> _What is being asked_: Return all lines from the entries below in which the word "boot" is present.

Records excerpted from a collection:
★ ★ ★ ★ ★ ★ ★

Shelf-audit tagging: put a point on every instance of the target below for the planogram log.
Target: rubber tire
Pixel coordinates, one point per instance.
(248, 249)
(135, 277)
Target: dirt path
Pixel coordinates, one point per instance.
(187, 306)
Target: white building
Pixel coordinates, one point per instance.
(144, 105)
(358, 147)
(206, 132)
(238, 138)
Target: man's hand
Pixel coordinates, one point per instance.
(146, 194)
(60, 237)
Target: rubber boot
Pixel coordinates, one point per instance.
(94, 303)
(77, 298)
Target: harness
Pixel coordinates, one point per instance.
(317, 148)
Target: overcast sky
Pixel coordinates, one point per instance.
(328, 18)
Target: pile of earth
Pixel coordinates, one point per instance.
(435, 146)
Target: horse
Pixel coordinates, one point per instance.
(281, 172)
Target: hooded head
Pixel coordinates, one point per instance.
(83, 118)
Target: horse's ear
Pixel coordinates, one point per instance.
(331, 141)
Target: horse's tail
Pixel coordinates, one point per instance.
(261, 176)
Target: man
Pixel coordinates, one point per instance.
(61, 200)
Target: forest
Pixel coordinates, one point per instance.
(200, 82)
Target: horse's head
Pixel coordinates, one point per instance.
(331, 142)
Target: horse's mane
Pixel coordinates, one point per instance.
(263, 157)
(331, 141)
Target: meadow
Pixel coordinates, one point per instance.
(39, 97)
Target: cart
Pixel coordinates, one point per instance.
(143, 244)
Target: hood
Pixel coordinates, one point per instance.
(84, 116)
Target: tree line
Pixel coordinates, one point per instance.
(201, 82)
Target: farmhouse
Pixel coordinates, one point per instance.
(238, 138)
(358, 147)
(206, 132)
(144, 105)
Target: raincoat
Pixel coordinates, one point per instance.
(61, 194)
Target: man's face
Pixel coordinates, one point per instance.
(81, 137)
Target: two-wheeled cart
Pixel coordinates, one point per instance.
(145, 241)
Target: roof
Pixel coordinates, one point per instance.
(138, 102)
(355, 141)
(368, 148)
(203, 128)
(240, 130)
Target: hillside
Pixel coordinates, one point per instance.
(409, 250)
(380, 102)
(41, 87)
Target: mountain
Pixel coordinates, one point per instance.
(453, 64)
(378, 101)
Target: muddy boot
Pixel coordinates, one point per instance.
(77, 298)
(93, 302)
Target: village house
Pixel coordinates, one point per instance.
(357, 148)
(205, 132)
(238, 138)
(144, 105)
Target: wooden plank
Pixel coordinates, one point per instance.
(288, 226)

★ ★ ★ ★ ★ ★ ★

> _Reply_:
Target: rubber boot
Target: muddy boot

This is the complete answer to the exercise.